In your copy, repeat the records exactly and leave out the pictures.
[[ Record excerpts open ]]
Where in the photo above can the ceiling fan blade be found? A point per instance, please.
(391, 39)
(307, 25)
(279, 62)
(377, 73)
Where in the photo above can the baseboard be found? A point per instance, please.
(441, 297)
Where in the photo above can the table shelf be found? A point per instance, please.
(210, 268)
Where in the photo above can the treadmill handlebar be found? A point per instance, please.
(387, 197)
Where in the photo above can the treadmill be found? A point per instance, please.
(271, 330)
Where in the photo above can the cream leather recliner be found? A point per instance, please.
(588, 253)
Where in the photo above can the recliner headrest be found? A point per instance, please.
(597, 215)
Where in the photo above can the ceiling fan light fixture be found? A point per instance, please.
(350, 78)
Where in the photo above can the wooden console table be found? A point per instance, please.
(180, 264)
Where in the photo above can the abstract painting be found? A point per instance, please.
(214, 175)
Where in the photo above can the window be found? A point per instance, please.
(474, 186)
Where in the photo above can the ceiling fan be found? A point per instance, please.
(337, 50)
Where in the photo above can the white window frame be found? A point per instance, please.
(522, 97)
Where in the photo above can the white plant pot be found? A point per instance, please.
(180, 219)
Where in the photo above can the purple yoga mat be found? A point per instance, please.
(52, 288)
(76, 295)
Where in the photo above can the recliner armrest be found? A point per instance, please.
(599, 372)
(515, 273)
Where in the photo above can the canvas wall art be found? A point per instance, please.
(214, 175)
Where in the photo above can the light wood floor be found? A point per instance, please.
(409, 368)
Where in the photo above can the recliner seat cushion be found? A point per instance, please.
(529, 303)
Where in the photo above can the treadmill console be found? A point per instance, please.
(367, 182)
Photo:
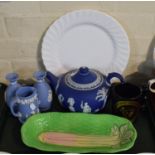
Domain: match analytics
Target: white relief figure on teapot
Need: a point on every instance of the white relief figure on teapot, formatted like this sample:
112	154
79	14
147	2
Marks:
50	96
71	103
61	98
85	107
101	94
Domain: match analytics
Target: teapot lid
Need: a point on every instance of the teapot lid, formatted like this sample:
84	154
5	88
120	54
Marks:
84	79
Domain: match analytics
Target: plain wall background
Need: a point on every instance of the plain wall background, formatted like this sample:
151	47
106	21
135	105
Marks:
23	24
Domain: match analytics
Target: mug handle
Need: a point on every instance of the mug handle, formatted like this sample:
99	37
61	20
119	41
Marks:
13	104
115	75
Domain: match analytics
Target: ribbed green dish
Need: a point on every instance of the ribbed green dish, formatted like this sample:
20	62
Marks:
79	124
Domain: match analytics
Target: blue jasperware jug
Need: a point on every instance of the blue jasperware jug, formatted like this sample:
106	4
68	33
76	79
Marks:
83	89
44	91
12	87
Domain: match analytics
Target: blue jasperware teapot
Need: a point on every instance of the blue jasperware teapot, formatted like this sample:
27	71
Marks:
83	89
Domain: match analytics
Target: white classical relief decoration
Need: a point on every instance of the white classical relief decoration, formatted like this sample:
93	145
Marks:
101	94
61	98
49	96
85	107
71	103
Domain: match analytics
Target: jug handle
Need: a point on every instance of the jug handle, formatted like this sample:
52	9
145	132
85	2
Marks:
13	104
150	84
115	75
[[ Record excerpts closed ]]
- **Response to the exercise**:
Where in the photo above can the ceiling fan blade be found? A point per instance, please.
(391, 39)
(307, 25)
(279, 62)
(377, 73)
Where in the photo above can the baseboard be found? A point per instance, please.
(441, 297)
Where in the photo above can the table shelf be found? A point per instance, please.
(210, 268)
Where in the photo above can the treadmill handlebar be found? A point per instance, please.
(387, 197)
Where in the photo above can the treadmill be found? A point per instance, please.
(271, 330)
Where in the photo above can the cream leather recliner be found? A point per instance, please.
(588, 253)
Where in the photo above can the recliner headrest be found? A point per instance, please.
(597, 215)
Where in the photo above can the ceiling fan light fixture be found? A point per instance, please.
(350, 78)
Where in the photo above can the wooden console table be found? A point per instance, please.
(180, 264)
Where in the photo above can the abstract painting be found? A point per instance, please.
(214, 175)
Where in the photo above can the window be found? A point per instance, please.
(474, 186)
Where in the photo above can the ceiling fan be found? A point per instance, please.
(337, 50)
Where in the photo above can the white window frame be found? A point per instance, please.
(522, 97)
Where in the photo above can the white plant pot be found? A point per instance, please.
(180, 219)
Where in the photo above can the purple yoga mat be found? A point per instance, please.
(52, 288)
(76, 295)
Where in the photo above can the recliner armrest be found? A point per instance, please.
(599, 372)
(515, 273)
Where in the photo above can the canvas wall art be found? A point per instance, please.
(214, 175)
Where in the photo above can the light wood floor be found? A point per instance, please.
(409, 368)
Where in the photo above can the recliner seat cushion be found? A point per instance, please.
(529, 303)
Where in the photo above can the treadmill console be found? A point per instance, please.
(367, 182)
Photo:
Domain: match analytics
Target: white relief figure on teapot
Need: a point on every instance of the white relief figure on teapot, formatted like this sample:
112	154
79	14
147	2
Marks:
50	96
71	103
61	98
85	107
101	94
Domain: match analytics
Target: teapot lid
Need: a point on every instance of the teapot lid, formatted like this sample:
84	154
5	88
120	54
Marks:
84	79
Domain: match analytics
Target: plain wall background
Need: a point on every instance of the plain wall background, formatted like this sample:
151	47
106	21
135	105
Marks:
23	24
Domain: match analytics
Target: mug handle
Need: a point on every instance of the mug handle, formatted like this sample:
99	37
61	20
119	41
Marks:
13	104
115	75
Domain: match analytics
Target: ribbed green dish
Need: a point on every instance of the ribbed green dish, formatted like this sample:
20	62
Marks:
79	124
Domain: match analytics
Target: blue jasperware jug
Need: a point on every instance of the blue jasperware jug, formatted like this sample:
106	4
68	33
76	79
Marks:
83	89
44	91
12	87
Domain: match analytics
Target: blue jasperware teapot
Need: a point on every instance of the blue jasperware teapot, formatted like this sample:
27	71
Marks:
83	89
Domain: match analytics
Target: white classical relief decoration
Need: a point on every instance of the white classical relief decoration, formatted like this sample:
93	145
Marks:
101	94
61	98
49	96
85	107
71	103
Domain: match analytics
Target: jug handle
Need: a point on every instance of the jug handle, formatted like this sample:
52	9
145	132
85	2
Marks:
13	104
150	84
115	75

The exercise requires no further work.